--- Stated goal ---
Can you express every line of the rows below as a JSON list of strings, one string per line, with blank lines dropped and the pictures left out?

--- Provided material ---

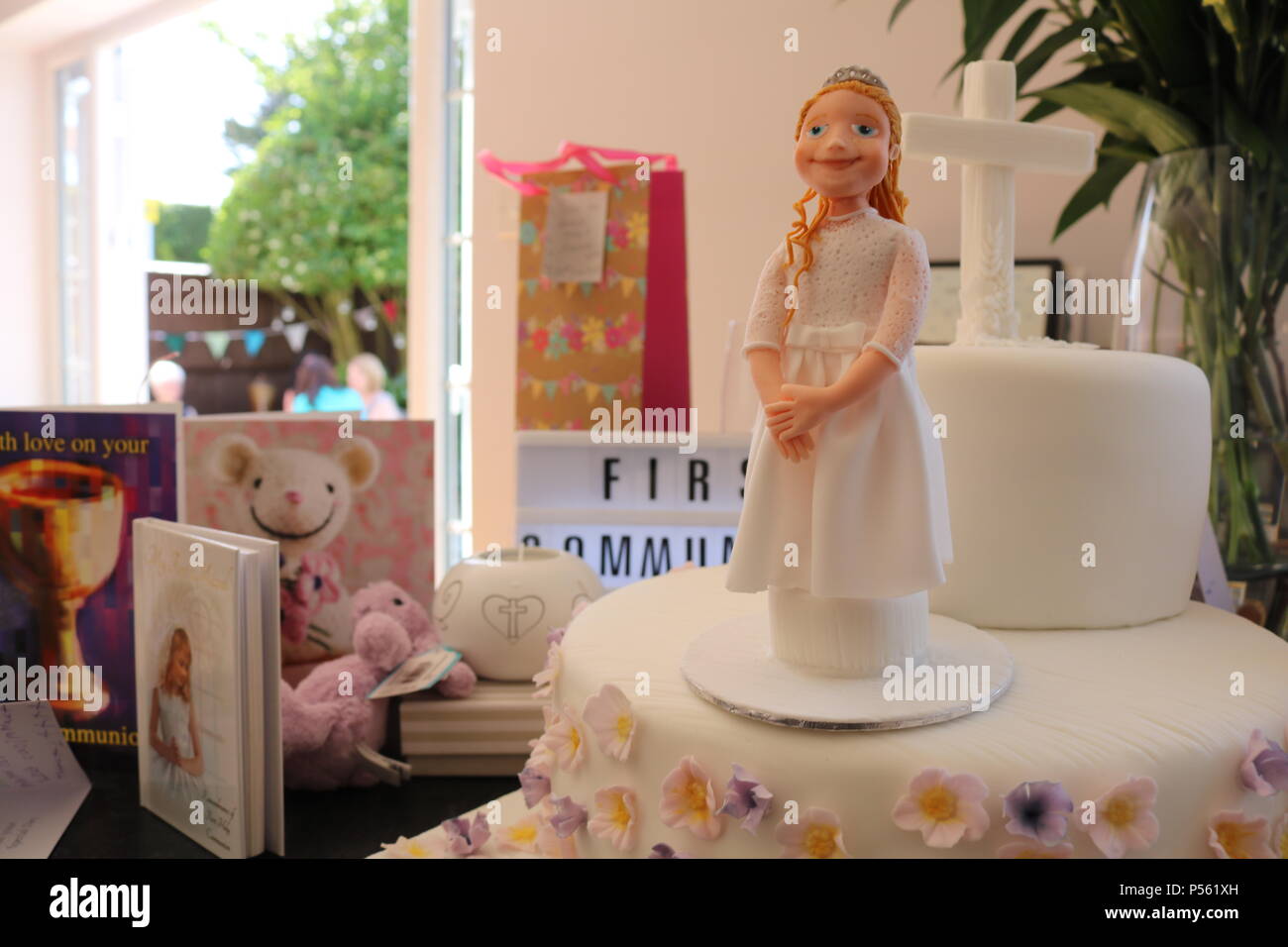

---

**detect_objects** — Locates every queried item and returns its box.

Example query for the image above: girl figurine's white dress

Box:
[152,686,206,806]
[728,207,952,599]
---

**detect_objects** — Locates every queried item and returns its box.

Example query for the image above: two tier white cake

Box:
[378,63,1288,858]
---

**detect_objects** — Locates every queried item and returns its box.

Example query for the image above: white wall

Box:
[474,0,1134,549]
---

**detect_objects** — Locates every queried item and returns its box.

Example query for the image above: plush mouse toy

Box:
[282,582,477,789]
[203,434,380,665]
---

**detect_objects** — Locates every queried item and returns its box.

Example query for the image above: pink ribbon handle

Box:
[478,142,680,197]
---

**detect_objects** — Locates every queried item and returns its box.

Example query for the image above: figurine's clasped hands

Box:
[765,384,836,441]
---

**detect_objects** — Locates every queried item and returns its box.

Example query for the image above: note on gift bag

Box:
[541,191,608,283]
[368,646,461,701]
[0,701,89,858]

--- Response to this exercise ---
[
  "---",
  "**detect_objects** — Locates every queried item and returns its box.",
  "Example query for the image above: girl figurine's white dress",
  "Box:",
  "[152,686,206,806]",
  "[728,207,952,599]",
  "---",
  "**detect_objects** — Locates every queried item and returns its box.",
  "Example query for the image above: two tier white cake",
  "Box:",
  "[378,63,1288,858]",
  "---",
  "**detect_objects** — Locates every queried item and returns its box.",
  "Example query for the image above: white wall",
  "Box:",
  "[474,0,1134,549]",
  "---",
  "**detect_objects** — Locates every queried item and returns its box.",
  "Example query for the image above: plush mouse toy",
  "Box:",
  "[282,582,477,789]",
  "[203,434,380,665]",
  "---",
  "**detect_objects** — Locates every queried item and returns its box.",
  "Example query for the image above: pink ribbon handle",
  "Box:",
  "[478,142,680,197]",
  "---",
  "**detect_objects** — Locates every queried item and returns its box.",
  "Example query for the image above: figurine's clasped hands",
  "Box:",
  "[765,384,836,441]",
  "---",
  "**detect_objects** — Locates every queried item and returns its box.",
  "Example query for the image above: note on gift bag",
  "Box:",
  "[541,191,608,283]",
  "[368,646,461,701]",
  "[0,701,89,858]"
]